Il focus, peraltro, non riguarda solamente adolescenti e giovani. Perfino i bambini vanno incontro a grossi rischi. “I più piccoli, se esposti costantemente all’utilizzo dello smartphone, possono incappare in serie problematiche relative a capacità di concentrazione e apprendimento. È provato che i bambini che utilizzano il cellulare in autonomia rischiano un deficit e un calo di rendimento nelle altre attività quotidiane”.
Lo smartphone, insomma, arriva tra le mani delle nuove generazioni troppo presto. “I genitori lo considerano un collegamento con famiglia per gli adolescenti, ma devono mettere in conto che quello strumento serve per sperimentare molte altre cose, che non sempre sono costruttive. Con i bambini, invece, l’impressione è che sia una via d’uscita per facilitare certe mansioni educative. Capita spesso di vedere bambini completamente assorti nello smartphone mentre i genitori fanno altro. Oppure mentre i genitori stessi stanno davanti ai rispettivi telefoni. È troppo semplice demandare ad un dispositivo cura e impegno genitoriale. I bambini vanno motivati ed incuriositi. Costruzioni e giochi di società sono spariti dai tavoli, sostituiti dalla luce ipnotica dei dispositivi. Se li parcheggiamo lì poi diventa difficile spiegare loro che fa male. Gliel’hai dato tu e lo usi sempre, che credibilità hai nel negarglielo?”.
■ ■ ■ ■ ■ ■ ■
■ Esercizi
1. Quali rischi per i bambini esposti costantemente allo smartphone elenca il brano sullo smartphone?
2. Secondo il brano sullo smartphone, che cosa ha preso il posto di costruzioni e giochi di società sui tavoli?
3. Prosegui il brano sullo smartphone a partire dal punto in cui si ferma.

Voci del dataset
■ ■ ■ ■ ■ ■ ■
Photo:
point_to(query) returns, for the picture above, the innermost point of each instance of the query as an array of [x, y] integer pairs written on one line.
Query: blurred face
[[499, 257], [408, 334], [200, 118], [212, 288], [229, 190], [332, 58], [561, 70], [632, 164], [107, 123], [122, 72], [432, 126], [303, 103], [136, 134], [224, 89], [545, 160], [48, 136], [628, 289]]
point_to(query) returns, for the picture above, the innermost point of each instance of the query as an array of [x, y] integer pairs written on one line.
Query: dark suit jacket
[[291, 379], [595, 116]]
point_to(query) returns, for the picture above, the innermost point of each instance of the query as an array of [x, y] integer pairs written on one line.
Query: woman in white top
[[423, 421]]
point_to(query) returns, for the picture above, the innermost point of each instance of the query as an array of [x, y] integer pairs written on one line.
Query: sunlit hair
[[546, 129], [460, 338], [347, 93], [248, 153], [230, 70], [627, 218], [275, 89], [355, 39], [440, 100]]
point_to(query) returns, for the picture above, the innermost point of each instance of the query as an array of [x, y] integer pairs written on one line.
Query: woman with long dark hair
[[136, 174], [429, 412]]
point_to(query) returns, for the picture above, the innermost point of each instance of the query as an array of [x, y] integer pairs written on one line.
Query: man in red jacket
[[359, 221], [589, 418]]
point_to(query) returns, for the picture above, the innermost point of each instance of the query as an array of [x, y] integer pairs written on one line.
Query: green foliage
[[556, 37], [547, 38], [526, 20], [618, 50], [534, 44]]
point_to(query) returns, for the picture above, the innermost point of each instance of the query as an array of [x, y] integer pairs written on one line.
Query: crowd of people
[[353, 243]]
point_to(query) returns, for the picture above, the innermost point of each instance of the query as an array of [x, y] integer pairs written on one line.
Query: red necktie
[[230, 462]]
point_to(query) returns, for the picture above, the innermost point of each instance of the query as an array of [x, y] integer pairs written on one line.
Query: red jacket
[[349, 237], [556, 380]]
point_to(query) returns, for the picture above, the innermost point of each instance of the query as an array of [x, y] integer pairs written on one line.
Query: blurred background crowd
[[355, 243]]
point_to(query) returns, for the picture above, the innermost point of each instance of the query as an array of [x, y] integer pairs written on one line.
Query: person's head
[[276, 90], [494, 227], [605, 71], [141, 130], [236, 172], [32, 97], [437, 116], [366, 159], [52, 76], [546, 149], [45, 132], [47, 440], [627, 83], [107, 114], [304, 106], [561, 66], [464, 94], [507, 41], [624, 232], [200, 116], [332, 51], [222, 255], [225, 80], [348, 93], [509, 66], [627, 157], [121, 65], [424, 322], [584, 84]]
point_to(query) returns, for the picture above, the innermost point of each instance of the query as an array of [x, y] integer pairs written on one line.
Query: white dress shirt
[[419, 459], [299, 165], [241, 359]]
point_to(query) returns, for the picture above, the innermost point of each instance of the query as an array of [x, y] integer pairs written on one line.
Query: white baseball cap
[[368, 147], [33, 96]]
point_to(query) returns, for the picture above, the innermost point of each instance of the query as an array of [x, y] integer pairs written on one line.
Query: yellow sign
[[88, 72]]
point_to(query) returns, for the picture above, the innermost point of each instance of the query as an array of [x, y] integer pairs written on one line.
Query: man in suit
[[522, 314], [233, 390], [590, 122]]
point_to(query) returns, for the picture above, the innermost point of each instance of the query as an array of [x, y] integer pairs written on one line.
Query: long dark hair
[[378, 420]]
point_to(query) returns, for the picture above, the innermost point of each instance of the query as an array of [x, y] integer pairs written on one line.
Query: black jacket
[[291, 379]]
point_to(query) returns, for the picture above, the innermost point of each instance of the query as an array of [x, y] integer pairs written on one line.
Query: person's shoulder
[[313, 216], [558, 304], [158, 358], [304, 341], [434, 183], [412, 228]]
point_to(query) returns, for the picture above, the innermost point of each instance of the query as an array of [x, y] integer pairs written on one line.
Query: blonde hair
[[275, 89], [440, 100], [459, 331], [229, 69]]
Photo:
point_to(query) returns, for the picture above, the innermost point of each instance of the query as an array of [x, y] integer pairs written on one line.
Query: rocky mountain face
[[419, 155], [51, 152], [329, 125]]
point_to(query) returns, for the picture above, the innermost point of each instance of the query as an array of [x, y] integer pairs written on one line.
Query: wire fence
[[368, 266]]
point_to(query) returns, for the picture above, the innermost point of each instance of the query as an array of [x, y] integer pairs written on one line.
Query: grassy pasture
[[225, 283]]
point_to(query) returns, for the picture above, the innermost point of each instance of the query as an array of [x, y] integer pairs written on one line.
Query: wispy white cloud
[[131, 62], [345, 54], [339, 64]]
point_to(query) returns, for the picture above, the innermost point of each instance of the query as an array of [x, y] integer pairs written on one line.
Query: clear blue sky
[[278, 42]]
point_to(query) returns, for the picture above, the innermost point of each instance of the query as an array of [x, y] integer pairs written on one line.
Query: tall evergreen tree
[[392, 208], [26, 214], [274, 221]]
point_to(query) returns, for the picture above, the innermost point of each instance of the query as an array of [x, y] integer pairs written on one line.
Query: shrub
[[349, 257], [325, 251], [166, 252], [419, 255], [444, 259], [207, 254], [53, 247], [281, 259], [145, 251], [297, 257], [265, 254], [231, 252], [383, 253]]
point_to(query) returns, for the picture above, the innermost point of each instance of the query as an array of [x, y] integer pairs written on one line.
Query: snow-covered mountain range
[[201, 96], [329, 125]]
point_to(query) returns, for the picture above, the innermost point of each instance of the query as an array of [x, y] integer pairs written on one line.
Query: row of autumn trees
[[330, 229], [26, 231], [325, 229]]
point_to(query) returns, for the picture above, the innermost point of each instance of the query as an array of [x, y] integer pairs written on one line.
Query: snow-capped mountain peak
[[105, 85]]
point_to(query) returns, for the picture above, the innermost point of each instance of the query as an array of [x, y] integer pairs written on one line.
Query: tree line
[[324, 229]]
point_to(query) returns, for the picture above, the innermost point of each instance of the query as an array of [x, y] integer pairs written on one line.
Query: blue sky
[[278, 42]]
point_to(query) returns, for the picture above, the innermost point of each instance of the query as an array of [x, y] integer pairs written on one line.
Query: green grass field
■ ■ ■ ■ ■ ■ ■
■ Risposte numerate
1.
- Problemi di capacità di concentrazione
- Problemi di apprendimento
- Un deficit
- Un calo di rendimento nelle altre attività quotidiane

2. La luce ipnotica dei dispositivi.

3.
I pediatri stanno attuando campagne di sensibilizzazione sempre più insistenti sul problema. “Ritengono, giustamente, che i bambini andrebbero tenuti alla larga dagli smartphone fino ai 7-8 anni. Poi possono iniziare, ma con un adulto vicino”.
Adulti che non sono esenti dall’ipnosi da smartphone. “Nel loro caso il gioco d’azzardo va per la maggiore, ma a cadere nel vortice della noia perdendo il senso del tempo sui social sono in moltissimi. Bisognerebbe cercare gratificazioni meno potenti ma più durature, oltre a diventare capaci a comunicare nel senso più stretto del termine, abilità che stiamo progressivamente perdendo nella coppia, in famiglia, tra amici, nel lavoro, nella società”.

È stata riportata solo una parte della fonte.